Set of tasks -
1) In the triple integrals message, what value does the writer give for the answer to the problem?
2) List every surface that the triple integrals message says bounds the solid T.

* START Passage *

Date: 12/07/97 at 14:31:28 From: Alicia Sussman Subject: Triple integrals Hi again. Thank you for answering my last question, it was extremely helpful. I have another one: Evaluate / / / | | | | | | y dx dy dz, where T is the solid in the first octant / / / T bounded by y=1, y=x, z=x+1 and the coordinate planes. I think that the constraints would be 1<y<x, and x+1<z<y+1 but I can't figure out for x. Am I on the right track? I know the answer to the problem is 11/24. Please let me know. Thanks again!

* END Passage *
* START Supplied material *

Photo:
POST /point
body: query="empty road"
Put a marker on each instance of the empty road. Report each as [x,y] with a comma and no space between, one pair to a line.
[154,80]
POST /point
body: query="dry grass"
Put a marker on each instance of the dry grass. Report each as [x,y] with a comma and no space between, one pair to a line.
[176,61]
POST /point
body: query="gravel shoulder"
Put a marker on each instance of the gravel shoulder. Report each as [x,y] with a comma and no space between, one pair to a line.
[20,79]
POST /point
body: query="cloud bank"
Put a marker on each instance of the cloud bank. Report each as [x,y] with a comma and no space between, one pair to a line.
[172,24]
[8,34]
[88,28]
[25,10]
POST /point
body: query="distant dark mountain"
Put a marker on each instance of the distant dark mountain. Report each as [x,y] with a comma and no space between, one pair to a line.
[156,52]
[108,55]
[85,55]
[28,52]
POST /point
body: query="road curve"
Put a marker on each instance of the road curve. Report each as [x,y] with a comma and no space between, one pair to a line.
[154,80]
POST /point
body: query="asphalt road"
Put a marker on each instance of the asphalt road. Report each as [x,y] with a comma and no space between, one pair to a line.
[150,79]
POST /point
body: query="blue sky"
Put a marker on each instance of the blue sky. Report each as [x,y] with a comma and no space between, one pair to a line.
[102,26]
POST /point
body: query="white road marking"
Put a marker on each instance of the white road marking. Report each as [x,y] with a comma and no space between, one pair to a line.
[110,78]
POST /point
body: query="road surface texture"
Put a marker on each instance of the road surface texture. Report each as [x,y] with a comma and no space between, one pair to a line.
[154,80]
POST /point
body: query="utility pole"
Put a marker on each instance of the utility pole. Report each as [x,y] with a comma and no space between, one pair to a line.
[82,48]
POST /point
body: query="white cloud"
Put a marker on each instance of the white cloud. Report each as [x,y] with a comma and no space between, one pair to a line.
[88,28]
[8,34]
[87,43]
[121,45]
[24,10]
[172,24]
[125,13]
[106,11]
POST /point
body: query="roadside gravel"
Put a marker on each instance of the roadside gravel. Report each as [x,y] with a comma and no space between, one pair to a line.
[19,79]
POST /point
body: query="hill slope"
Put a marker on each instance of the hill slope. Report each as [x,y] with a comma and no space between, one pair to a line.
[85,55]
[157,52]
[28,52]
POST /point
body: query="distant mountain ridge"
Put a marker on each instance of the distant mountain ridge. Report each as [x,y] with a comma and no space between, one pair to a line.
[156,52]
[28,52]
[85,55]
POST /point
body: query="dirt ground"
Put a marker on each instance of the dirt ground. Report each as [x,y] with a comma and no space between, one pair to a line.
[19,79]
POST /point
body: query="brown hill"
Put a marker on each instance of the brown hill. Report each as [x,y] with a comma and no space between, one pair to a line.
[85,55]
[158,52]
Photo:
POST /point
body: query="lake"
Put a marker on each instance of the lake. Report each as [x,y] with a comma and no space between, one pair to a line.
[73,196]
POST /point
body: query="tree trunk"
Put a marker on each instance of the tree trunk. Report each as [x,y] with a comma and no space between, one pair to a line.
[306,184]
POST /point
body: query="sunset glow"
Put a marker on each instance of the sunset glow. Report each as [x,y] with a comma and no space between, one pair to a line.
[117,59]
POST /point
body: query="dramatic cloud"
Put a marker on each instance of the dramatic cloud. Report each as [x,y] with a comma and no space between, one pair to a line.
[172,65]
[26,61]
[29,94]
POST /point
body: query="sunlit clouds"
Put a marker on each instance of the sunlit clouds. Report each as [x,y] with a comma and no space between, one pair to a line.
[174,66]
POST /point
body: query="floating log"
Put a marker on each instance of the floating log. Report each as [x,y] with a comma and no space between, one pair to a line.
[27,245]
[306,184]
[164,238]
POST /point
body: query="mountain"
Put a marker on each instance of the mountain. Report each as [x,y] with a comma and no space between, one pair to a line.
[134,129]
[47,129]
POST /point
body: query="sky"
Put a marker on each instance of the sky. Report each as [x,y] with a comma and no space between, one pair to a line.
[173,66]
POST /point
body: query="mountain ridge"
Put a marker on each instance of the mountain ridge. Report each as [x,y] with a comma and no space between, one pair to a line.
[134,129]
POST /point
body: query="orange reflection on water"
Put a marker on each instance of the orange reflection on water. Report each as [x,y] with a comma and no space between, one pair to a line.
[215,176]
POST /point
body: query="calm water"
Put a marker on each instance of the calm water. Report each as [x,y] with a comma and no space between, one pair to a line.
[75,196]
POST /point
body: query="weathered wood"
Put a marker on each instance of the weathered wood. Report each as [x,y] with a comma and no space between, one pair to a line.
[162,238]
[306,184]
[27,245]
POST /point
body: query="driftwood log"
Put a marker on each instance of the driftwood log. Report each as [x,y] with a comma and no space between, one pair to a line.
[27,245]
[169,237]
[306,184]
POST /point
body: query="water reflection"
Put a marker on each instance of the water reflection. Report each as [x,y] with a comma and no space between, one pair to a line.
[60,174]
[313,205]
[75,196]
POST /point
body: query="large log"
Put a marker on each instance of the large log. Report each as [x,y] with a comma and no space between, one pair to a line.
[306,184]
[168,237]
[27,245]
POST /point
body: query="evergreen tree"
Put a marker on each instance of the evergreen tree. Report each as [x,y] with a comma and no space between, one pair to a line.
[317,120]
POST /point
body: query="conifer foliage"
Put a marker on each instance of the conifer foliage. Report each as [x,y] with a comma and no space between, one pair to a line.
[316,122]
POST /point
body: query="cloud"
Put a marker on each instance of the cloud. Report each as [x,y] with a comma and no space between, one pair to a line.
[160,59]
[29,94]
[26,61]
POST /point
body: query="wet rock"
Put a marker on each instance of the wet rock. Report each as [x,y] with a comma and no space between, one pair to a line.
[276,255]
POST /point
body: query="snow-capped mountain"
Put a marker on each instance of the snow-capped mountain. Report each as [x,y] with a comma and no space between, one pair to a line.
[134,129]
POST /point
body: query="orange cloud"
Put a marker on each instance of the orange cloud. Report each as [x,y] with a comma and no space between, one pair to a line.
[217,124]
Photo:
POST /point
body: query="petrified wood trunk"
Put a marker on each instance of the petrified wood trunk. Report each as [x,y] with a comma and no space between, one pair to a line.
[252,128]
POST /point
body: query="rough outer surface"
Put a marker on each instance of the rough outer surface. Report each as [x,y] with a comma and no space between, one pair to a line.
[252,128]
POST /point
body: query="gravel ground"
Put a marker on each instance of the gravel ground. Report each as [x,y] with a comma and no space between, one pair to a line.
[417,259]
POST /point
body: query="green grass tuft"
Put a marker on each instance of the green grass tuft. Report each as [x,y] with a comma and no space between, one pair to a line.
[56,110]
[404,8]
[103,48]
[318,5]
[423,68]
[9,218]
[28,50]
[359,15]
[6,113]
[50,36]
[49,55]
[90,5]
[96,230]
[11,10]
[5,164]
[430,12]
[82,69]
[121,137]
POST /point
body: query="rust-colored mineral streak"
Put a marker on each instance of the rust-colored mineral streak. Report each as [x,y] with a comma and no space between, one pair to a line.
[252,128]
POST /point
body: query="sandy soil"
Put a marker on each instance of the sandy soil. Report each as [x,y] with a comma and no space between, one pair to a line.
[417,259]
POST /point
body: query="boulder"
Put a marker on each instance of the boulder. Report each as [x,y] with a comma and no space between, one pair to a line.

* END Supplied material *

Solutions to each task -
1) 11/24

2) y=1, y=x, z=x+1, and the coordinate planes